Given passage:

┏━━

Who do our pollies speak for? Not the old or the young

Mar 17, 2015

Today’s politicians don’t speak for the selfie-stick generation, according to an article in yesterday’s Sydney Morning Herald by a young political candidate … But do they really speak for the over 60 as this young candidate believes?

23-year-old Clara Roldan, who is standing against the Premier, Mike Baird, as Greens’ candidate for Manly in this month’s NSW election, wrote the piece that accuses the Australian political environment of being “full of older men in suits grandstanding about their children and their grandchildren”. But is it? Or is this far from the truth?

“My generation, the generation of selfie-sticks, viral videos and constant, instant communication, will inherit the environmental and political landscape that is being shaped today,” said Ms Roldan.

“Young people today face a world that will be completely alien to anything that has come before us; traditional models of employment are collapsing, house prices are so high that the suburban white picket fence will remain out of reach until we are well into our 40s (or perhaps forever) and, most importantly, the earth is heating up”.

But Ms Roldan is adamant that what is being offered by today’s politicians is not enough for young people. Dare I say it, it is not enough for older people either. Most older Australians feel neglected, in favour of the 30-something childcare seeking, paid-parental leave hungry average Australian on which most policies appear to be trained in this generation, with little concern for how social services, health services or community services will serve our older group which makes up 25% of the population. Are the older Australians just as needy as the millennials?

Ms Roldan deplores, “we have descended into a juvenile battle of wills that pits one side against the other constantly, regardless of the policy or issue on the table. It’s become more important to discredit the other side (or your own party leader) than to get anything done. To use a sporting metaphor, it’s as though we’re playing a purely defensive game and no one has the courage to break free and run with the ball. This is not a political culture that engenders innovation or progress”.

“Hear, hear!” I say, but is this just a problem for the selfie-stick generation? Surely this defensive game is affecting more than just the younger people in society. It is affecting all of us. It is just that the younger person has not yet lived long enough to understand or appreciate how much older Australians are affected by political disarray where their livelihood is concerned, or their healthcare that is well needed sits.

The challenge it appears lies in the fact that no generation feels altogether well-understood at the moment, nor represented. The younger people want “more”, the older people want “more”, the parents want “more”, and companies want “more”… Who’s left to pay for it? The universities have their hand out, the hospitals have their hands cut off, there is no one left without the mining industry and the car industry – both of which we killed in the last political cycle.

Ms Roldan continues: “Young people can offer both ideas for change to the political dialogue and the energy to get things done. We have grown up with instant global communication; we are comfortable working outside traditional models and we understand effective new pathways. We use crowdfunding platforms like Kickstarter to finance start-ups, we sell products directly to target markets through niche websites like Etsy, and we create virtual protests through Facebook and Twitter. Young people can provide the bridge we need to close the intergenerational communication gap in politics and, in doing so, re-engage our peers”.

Surely older people can offer wonderful ideas for change too, along with the wisdom required not to reinvent the wheel or think that the things that have been built today don’t have relationships to the things that existed yesterday. Wouldn’t it be wonderful if the intergenerational communication gap could be closed through inclusion of both young and old in politics, both young and old in workplaces and both young and old in community.

It would be an awful travesty to think that millennials are the only generation that is misunderstood by politicians.

Do you feel represented well by either side of politics today?

┗━━

Assignment: For each statement, answer yes or no according to the article on politicians and generations, and quote the article's deciding words: (a) Clara Roldan is the Greens' candidate for Manly. (b) Older Australians make up 40% of the population. (c) Clara Roldan is 30 years old. These records have nothing to do with the article on politicians and generations.

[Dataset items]

┏━━

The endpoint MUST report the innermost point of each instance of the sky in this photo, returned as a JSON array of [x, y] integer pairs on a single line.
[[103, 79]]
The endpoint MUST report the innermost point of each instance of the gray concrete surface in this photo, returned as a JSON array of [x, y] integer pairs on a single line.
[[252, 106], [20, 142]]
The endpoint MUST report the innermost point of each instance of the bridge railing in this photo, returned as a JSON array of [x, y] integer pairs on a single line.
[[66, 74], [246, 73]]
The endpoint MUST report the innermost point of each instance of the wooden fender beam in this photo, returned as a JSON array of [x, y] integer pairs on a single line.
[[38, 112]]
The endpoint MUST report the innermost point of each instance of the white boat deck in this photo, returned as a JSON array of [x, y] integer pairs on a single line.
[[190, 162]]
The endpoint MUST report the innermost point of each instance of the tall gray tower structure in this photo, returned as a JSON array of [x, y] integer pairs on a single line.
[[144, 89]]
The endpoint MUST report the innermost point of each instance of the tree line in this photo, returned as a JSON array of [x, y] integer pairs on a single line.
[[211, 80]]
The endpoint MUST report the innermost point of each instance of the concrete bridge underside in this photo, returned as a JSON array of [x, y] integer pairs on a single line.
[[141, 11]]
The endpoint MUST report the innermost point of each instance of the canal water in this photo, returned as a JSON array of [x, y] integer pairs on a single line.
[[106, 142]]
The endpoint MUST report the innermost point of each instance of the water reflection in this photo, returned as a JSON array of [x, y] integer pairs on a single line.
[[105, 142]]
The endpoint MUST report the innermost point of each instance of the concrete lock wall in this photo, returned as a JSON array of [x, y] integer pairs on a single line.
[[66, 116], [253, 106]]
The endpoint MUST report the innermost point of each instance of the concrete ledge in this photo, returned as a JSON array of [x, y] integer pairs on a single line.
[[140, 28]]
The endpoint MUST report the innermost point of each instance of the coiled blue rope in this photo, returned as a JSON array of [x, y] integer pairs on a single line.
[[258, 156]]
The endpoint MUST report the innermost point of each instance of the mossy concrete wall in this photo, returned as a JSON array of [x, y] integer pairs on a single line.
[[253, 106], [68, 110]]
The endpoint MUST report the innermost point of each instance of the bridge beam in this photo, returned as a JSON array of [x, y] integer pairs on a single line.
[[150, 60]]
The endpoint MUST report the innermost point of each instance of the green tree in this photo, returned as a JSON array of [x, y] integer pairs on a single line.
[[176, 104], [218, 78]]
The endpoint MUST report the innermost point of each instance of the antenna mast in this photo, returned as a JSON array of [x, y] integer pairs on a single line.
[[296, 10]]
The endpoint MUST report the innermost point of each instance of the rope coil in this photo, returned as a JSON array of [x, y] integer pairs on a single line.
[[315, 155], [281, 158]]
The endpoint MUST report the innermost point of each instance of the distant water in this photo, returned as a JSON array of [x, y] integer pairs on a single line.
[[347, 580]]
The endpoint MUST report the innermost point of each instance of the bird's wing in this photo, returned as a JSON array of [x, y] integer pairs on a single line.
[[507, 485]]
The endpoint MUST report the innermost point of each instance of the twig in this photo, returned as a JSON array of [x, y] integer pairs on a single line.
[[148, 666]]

┗━━

Written answer:
(a) Yes: "as Greens’ candidate for Manly"
(b) No: "our older group which makes up 25% of the population"
(c) No: "23-year-old Clara Roldan"